- **EXERCISE DATA**
------------------------------------

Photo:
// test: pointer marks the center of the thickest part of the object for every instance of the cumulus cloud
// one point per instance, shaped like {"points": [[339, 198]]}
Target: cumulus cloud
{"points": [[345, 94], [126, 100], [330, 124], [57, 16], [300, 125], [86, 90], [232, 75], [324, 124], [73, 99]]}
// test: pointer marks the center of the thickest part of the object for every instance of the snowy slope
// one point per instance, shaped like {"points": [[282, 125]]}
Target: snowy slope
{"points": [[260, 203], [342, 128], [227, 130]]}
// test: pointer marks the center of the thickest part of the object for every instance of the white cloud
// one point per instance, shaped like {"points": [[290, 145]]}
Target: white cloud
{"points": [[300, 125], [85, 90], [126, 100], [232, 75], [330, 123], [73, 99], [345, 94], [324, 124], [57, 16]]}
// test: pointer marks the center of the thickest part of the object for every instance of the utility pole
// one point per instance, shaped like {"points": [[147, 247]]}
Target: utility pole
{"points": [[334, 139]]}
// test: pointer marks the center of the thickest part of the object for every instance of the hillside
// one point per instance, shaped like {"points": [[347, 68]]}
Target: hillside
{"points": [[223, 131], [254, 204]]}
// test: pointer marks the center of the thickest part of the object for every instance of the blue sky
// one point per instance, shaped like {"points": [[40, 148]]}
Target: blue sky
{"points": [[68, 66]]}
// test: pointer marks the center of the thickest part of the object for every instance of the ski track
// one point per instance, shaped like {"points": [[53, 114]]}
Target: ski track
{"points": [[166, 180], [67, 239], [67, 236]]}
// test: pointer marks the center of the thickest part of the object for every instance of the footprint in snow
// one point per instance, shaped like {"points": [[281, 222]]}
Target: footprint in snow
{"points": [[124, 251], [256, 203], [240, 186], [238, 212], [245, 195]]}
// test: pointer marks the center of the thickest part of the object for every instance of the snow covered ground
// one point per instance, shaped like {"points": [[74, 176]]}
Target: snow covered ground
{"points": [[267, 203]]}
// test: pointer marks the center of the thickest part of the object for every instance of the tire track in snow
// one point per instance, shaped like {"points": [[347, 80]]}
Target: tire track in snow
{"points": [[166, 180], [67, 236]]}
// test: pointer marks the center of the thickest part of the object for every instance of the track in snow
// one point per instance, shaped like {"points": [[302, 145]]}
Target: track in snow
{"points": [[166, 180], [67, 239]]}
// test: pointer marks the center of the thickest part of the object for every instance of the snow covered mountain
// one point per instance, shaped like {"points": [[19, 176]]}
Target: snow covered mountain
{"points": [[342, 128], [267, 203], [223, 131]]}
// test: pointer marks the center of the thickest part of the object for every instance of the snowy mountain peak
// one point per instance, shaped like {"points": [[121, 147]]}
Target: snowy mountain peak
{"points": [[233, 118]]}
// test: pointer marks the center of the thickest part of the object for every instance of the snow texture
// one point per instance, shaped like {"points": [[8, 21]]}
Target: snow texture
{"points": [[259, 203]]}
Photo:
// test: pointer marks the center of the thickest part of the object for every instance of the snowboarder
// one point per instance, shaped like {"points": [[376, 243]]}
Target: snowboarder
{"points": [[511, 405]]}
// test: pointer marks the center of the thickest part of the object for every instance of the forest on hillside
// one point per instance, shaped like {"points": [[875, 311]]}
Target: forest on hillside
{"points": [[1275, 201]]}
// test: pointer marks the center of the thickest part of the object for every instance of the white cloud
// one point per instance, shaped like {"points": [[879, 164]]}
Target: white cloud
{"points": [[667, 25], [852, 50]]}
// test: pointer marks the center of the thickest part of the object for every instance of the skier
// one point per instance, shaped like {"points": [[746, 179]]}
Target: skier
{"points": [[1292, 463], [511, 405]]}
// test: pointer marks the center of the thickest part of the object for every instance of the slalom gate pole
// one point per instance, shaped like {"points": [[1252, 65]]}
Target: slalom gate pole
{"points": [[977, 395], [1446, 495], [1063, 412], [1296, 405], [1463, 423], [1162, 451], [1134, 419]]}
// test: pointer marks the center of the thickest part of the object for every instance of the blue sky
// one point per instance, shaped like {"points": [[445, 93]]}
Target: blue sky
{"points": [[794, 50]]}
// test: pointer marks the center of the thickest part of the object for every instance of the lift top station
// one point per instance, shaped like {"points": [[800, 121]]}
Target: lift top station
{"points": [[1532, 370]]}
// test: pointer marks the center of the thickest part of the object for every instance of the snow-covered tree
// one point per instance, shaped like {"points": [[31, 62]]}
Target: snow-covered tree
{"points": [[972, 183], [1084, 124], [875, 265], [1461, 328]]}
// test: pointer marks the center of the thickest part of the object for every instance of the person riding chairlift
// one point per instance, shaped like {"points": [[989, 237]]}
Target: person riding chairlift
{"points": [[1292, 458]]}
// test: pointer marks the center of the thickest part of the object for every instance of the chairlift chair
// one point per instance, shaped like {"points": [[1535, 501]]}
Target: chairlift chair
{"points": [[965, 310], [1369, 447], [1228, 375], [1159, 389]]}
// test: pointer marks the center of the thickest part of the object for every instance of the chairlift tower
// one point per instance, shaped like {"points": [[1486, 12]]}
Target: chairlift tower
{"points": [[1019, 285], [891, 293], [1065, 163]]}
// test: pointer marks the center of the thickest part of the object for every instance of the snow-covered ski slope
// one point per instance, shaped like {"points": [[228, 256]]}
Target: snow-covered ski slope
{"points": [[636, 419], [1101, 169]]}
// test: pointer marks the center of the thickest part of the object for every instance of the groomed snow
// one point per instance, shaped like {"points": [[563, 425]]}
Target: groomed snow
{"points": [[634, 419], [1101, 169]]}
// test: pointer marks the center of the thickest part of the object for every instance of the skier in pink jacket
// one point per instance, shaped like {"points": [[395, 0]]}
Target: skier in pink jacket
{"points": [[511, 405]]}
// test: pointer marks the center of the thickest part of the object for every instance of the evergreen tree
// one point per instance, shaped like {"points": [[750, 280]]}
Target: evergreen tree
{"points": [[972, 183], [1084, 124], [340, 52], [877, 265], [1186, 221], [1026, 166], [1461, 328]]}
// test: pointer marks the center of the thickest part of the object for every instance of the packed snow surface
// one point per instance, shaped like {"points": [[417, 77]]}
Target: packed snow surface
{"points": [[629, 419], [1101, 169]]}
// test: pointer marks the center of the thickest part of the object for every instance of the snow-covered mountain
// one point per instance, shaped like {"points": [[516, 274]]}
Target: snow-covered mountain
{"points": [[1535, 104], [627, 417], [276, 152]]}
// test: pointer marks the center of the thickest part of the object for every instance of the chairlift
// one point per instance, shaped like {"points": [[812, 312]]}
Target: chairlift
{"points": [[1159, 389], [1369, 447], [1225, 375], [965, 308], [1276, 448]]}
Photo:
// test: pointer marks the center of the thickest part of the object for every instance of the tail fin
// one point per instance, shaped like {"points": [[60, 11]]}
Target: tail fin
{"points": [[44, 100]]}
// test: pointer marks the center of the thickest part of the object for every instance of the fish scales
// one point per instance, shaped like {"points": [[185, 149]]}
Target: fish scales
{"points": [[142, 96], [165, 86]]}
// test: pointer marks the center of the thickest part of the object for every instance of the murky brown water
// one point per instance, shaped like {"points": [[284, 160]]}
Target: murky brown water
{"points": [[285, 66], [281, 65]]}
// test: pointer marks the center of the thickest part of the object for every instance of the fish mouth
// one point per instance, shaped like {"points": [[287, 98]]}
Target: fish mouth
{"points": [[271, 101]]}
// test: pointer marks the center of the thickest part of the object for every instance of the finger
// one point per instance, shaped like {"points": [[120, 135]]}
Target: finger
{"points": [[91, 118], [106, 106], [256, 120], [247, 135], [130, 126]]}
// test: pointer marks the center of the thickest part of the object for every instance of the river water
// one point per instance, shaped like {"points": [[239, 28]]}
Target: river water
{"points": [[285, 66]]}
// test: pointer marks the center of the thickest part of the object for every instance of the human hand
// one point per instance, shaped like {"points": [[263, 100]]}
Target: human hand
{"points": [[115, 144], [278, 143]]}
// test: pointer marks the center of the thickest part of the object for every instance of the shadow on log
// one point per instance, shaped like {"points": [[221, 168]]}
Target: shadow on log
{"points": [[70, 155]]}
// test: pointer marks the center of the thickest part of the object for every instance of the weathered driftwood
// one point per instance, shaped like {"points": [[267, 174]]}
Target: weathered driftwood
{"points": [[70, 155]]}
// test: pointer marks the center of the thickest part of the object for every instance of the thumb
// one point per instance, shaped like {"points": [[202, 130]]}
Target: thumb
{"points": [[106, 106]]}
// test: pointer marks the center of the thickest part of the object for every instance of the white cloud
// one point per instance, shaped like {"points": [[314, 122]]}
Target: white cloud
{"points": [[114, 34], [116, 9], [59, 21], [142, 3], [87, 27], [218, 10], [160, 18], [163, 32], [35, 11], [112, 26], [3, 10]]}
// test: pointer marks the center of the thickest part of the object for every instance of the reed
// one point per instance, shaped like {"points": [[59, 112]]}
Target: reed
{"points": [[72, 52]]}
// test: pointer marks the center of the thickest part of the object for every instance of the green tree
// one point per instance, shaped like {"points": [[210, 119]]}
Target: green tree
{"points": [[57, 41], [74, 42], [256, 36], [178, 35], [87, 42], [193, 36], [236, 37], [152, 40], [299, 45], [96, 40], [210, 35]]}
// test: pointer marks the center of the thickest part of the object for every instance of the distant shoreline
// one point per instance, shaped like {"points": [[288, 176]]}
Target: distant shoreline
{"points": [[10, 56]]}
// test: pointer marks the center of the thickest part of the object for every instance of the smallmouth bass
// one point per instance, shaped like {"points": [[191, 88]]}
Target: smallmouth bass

------------------------------------

- **REQUIRED ACTION**
Beginning from the line that contains "the smallmouth bass", give each line again exactly, through the final line of the records.

- **TASK ANSWER**
// test: pointer marks the center of the thickest part of the object for every instance of the smallmouth bass
// one point per instance, shaped like {"points": [[191, 88]]}
Target: smallmouth bass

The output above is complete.